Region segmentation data

******************************

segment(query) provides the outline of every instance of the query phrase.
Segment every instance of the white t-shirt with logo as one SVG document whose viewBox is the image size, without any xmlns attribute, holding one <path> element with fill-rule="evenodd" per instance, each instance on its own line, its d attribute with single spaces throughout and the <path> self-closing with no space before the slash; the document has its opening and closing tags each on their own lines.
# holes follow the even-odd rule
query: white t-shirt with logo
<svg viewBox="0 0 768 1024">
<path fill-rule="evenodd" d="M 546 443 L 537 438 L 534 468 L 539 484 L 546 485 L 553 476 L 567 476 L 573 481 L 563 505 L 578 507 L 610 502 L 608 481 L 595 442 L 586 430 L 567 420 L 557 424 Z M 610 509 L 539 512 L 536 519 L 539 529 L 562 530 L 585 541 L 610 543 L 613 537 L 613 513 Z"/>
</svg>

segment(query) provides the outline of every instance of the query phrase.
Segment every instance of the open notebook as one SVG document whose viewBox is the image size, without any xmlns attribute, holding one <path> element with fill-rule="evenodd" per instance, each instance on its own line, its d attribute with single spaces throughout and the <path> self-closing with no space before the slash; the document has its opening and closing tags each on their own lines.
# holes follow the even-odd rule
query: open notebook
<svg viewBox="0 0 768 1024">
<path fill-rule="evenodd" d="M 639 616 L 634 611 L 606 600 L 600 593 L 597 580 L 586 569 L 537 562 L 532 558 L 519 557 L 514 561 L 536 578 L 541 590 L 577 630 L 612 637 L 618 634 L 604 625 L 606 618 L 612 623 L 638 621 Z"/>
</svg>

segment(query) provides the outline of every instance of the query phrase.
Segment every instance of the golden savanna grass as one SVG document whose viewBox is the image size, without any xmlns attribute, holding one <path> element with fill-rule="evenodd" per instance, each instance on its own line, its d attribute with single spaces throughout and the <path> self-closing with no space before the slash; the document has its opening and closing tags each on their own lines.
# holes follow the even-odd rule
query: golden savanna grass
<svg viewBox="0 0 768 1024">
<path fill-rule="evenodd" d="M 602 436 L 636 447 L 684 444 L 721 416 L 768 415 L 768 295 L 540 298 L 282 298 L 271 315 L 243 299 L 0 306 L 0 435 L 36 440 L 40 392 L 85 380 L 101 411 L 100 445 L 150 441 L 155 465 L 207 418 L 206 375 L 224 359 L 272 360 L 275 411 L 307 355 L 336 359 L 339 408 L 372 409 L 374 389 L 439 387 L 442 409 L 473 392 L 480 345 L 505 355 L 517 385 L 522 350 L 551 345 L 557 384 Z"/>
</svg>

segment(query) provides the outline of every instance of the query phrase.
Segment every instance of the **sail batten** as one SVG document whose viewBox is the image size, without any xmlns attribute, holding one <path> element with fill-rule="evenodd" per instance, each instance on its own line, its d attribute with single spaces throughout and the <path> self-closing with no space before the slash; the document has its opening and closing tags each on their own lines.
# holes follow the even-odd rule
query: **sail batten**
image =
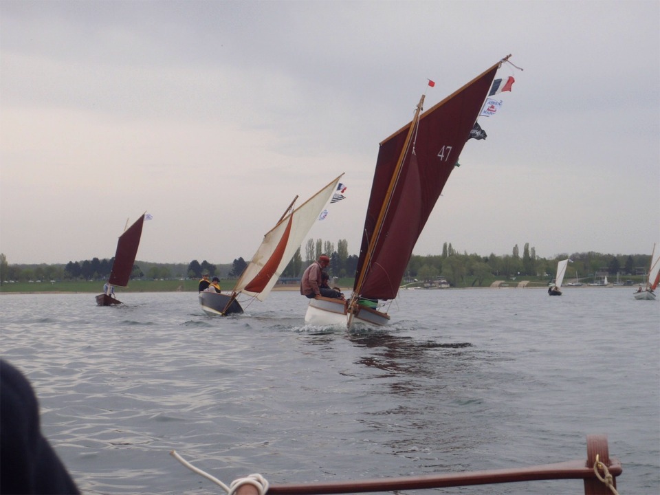
<svg viewBox="0 0 660 495">
<path fill-rule="evenodd" d="M 396 297 L 415 245 L 458 162 L 499 65 L 418 113 L 416 120 L 381 142 L 353 287 L 359 296 Z"/>
<path fill-rule="evenodd" d="M 117 241 L 117 250 L 112 264 L 108 283 L 117 287 L 127 287 L 131 278 L 131 272 L 135 262 L 140 239 L 142 235 L 142 225 L 144 215 L 142 214 L 129 227 Z"/>
</svg>

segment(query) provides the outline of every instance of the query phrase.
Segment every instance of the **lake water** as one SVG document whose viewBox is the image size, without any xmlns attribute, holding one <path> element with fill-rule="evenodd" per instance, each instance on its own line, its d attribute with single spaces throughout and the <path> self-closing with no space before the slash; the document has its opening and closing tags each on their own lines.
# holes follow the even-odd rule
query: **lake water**
<svg viewBox="0 0 660 495">
<path fill-rule="evenodd" d="M 630 288 L 402 291 L 391 325 L 351 333 L 305 327 L 296 292 L 224 318 L 196 294 L 118 296 L 0 296 L 2 356 L 87 494 L 221 493 L 173 449 L 228 484 L 282 484 L 586 459 L 591 433 L 622 494 L 660 493 L 660 302 Z"/>
</svg>

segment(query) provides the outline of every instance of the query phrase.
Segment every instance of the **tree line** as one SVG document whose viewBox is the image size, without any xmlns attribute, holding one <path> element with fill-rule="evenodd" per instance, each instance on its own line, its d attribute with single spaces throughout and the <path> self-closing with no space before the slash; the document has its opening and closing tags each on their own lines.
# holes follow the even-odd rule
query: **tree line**
<svg viewBox="0 0 660 495">
<path fill-rule="evenodd" d="M 451 285 L 481 285 L 492 276 L 507 279 L 519 276 L 551 278 L 556 271 L 557 262 L 569 258 L 565 278 L 585 278 L 604 274 L 610 276 L 639 275 L 648 270 L 650 256 L 648 254 L 606 254 L 593 251 L 564 253 L 553 258 L 536 256 L 536 249 L 529 243 L 524 245 L 522 255 L 516 244 L 510 254 L 488 256 L 459 253 L 451 243 L 444 243 L 440 254 L 412 255 L 408 262 L 405 278 L 432 280 L 444 278 Z M 304 253 L 304 258 L 303 258 Z M 330 241 L 309 239 L 299 248 L 282 276 L 299 278 L 305 269 L 322 254 L 330 257 L 328 272 L 339 278 L 353 277 L 358 265 L 357 254 L 349 254 L 346 239 L 338 241 L 336 246 Z M 250 259 L 250 258 L 248 258 Z M 36 265 L 10 265 L 6 256 L 0 254 L 0 283 L 8 280 L 107 280 L 113 258 L 92 258 L 80 261 L 69 261 L 65 265 L 45 263 Z M 131 278 L 168 279 L 201 278 L 203 274 L 222 278 L 239 277 L 248 262 L 243 257 L 231 263 L 212 264 L 195 259 L 188 263 L 156 263 L 138 261 L 134 265 Z"/>
</svg>

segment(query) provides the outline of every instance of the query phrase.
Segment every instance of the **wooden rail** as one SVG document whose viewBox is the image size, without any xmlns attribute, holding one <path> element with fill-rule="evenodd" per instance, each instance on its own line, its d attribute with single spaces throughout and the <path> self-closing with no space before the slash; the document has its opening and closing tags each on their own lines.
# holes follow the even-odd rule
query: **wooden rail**
<svg viewBox="0 0 660 495">
<path fill-rule="evenodd" d="M 310 483 L 305 484 L 271 485 L 267 491 L 270 495 L 313 495 L 317 494 L 362 493 L 365 492 L 393 492 L 397 490 L 441 488 L 445 487 L 491 485 L 518 481 L 539 480 L 582 479 L 585 495 L 611 495 L 616 493 L 616 476 L 621 474 L 621 463 L 610 459 L 607 437 L 604 435 L 588 435 L 586 437 L 586 461 L 568 461 L 555 464 L 544 464 L 520 469 L 472 471 L 464 473 L 437 474 L 404 478 L 385 478 L 365 481 L 340 481 L 333 483 Z M 610 485 L 602 481 L 594 472 L 594 466 L 600 461 L 599 474 L 606 477 L 611 475 Z M 606 467 L 606 472 L 602 468 Z M 614 489 L 614 490 L 613 490 Z M 236 495 L 257 495 L 256 488 L 250 485 L 240 487 Z"/>
</svg>

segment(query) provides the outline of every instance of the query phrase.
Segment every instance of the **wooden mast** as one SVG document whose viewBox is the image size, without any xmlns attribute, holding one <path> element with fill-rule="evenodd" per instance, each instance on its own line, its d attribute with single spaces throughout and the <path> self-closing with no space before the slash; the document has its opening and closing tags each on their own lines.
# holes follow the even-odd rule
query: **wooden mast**
<svg viewBox="0 0 660 495">
<path fill-rule="evenodd" d="M 355 290 L 351 295 L 351 300 L 349 302 L 347 309 L 349 313 L 349 327 L 353 320 L 353 315 L 354 315 L 355 313 L 355 306 L 358 304 L 358 299 L 360 298 L 360 292 L 364 282 L 364 276 L 365 272 L 366 272 L 366 267 L 371 263 L 371 256 L 373 254 L 373 250 L 383 228 L 385 215 L 387 213 L 388 209 L 389 208 L 390 202 L 392 199 L 392 194 L 394 192 L 394 188 L 396 187 L 397 182 L 399 180 L 399 177 L 401 175 L 401 169 L 403 167 L 404 160 L 406 158 L 406 155 L 408 154 L 410 144 L 410 140 L 412 138 L 412 134 L 419 122 L 419 113 L 421 112 L 422 107 L 424 104 L 425 97 L 426 95 L 423 94 L 421 98 L 419 98 L 419 102 L 417 104 L 417 108 L 415 112 L 415 117 L 412 119 L 412 122 L 410 123 L 410 127 L 408 130 L 408 135 L 406 136 L 406 141 L 404 142 L 401 154 L 399 156 L 399 160 L 397 162 L 397 166 L 395 168 L 394 173 L 392 174 L 392 178 L 390 179 L 390 185 L 388 187 L 387 192 L 385 194 L 385 201 L 383 201 L 383 205 L 380 208 L 380 212 L 378 213 L 378 219 L 376 220 L 375 226 L 373 229 L 373 235 L 371 236 L 371 239 L 369 239 L 368 247 L 367 248 L 366 253 L 364 255 L 364 262 L 362 263 L 362 270 L 360 270 L 360 275 L 358 277 L 358 283 L 355 284 Z"/>
</svg>

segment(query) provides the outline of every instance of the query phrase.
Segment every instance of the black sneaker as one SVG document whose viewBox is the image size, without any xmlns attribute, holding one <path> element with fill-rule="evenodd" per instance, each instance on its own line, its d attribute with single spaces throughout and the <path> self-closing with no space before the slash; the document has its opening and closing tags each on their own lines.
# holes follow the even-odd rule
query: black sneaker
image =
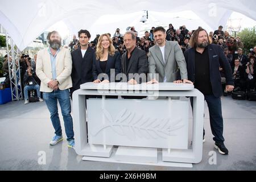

******************************

[OBJECTIVE]
Count the lines in the listing that contain the word "batten".

[SOLUTION FOR THIS PROBLEM]
2